A la tête de MISODO, la jeune femme tente de convaincre ses contemporains de continuer à consommer du miso.
A l’ère de la mondialisation et des modes alimentaires, certains aspects de la tradition culinaire risquent d’être négligés ou carrément oubliés. C’est là qu’entre en scène Fujimoto Tomoko, directrice de MISODO, la seule société de relations publiques japonaise spécialisée dans le miso. Depuis 2011, date à laquelle elle est devenue une “Miso Girl”, elle n’a eu de cesse de parcourir le pays pour transmettre les merveilles du miso. En 2012, elle a acquis la certification de sommelière de miso avant de lancer Japan Miso Press, un magazine dont elle est la rédactrice en chef. Elle a également remporté le grand prix de la catégorie “Culture alimentaire/diffusion” lors des Food Action Awards 2015.
Quand avez-vous créé MISODO et dans quel type d’activités êtes-vous engagée ?
Fujimoto Tomoko : La société a été fondée en 2016 en tant qu’entreprise principalement active dans la planification, la gestion et la réalisation d’événements liés au miso, qu’il s’agisse de festivals à grande échelle ou de petites conférences. Dans certains cas, nous planifions et gérons nous-mêmes les événements, sinon nous recevons des demandes d’entreprises et de gouvernements locaux dans tout le Japon pour faire connaître le miso comme un composant savoureux et essentiel de la cuisine japonaise.

▸ **Tâche à réaliser**: Rédigez la suite de l'entretien avec Fujimoto Tomoko sur le miso, en reprenant après sa dernière phrase.

▸ **Contenu des données**:
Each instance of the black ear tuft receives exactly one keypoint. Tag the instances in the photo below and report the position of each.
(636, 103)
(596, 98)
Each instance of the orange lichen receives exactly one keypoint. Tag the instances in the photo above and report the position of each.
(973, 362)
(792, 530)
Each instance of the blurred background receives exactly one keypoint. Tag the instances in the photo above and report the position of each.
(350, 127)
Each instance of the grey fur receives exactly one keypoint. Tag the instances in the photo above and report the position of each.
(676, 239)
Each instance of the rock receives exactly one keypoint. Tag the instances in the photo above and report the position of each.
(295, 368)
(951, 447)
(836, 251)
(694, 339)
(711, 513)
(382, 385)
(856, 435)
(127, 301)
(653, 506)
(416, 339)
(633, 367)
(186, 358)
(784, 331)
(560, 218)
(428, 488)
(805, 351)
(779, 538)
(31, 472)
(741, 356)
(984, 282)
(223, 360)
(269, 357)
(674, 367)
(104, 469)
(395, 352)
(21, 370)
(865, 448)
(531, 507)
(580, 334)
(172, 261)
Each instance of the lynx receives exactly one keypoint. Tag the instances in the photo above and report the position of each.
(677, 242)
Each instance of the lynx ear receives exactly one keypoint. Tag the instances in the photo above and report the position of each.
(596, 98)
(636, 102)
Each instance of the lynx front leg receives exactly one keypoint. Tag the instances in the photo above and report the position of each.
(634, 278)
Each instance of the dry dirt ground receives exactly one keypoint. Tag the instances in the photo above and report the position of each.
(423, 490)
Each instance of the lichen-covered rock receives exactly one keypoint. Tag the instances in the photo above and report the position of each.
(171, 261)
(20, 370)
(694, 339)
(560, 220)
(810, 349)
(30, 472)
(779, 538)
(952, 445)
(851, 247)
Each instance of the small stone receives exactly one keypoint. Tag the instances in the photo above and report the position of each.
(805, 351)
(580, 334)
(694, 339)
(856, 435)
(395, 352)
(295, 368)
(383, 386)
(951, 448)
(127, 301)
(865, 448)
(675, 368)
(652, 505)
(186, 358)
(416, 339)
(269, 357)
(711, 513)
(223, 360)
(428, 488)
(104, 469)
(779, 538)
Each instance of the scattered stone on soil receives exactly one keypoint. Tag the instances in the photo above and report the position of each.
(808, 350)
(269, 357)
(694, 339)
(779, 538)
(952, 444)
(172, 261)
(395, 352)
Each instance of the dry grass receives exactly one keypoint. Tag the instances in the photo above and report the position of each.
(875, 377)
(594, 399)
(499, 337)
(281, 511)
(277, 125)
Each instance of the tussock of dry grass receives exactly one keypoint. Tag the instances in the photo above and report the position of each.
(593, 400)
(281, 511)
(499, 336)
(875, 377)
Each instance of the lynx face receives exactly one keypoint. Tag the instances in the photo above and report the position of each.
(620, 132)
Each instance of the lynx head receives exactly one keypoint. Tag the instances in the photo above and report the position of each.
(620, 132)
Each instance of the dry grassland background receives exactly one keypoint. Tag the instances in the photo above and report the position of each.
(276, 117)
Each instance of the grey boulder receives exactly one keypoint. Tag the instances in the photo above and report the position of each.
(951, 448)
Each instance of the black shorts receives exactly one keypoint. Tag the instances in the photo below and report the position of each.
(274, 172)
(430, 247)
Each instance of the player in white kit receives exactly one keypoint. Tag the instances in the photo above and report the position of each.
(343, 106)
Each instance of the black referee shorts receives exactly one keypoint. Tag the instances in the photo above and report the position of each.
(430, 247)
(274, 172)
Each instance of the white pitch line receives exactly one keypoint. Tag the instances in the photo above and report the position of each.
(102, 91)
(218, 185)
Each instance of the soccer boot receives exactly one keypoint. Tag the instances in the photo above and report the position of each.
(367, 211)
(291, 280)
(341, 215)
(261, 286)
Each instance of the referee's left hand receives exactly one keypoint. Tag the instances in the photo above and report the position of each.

▸ **Réponse**:
En outre, nous développons des produits et des menus à base de miso pour des entreprises, nous collaborons avec les fabricants de notre propre produit miso, Misomaru, et nous publions notre magazine mensuel Japan Miso Press pour faire connaître les joies du miso.
Au fait, que signifie MISODO ?
F. T. : Miso-do est un nom qui joue sur les différentes significations du terme “do” qui, en japonais, peut s’écrire avec différents caractères chinois. Tout d’abord, il signifie “100 % miso”, car tout ce que nous faisons tourne autour de cet aliment. Deuxièmement, il signifie “la voie du miso”, de la même manière que le code moral des samouraïs s’appelle Bushidô ou “la voie du guerrier,” et que de nombreux arts martiaux, comme le judô, l’aïkidô ou le kyûdô (tir à l’arc) se terminent par “dô”. En d’autres termes, par nos activités, nous voulons apprendre aux gens à maîtriser la cuisine à base de miso. Le troisième “do” vient plutôt de l’anglais : notre message est “just do it”. C’est une sorte d’appel à l’action.
Comment avez-vous commencé ?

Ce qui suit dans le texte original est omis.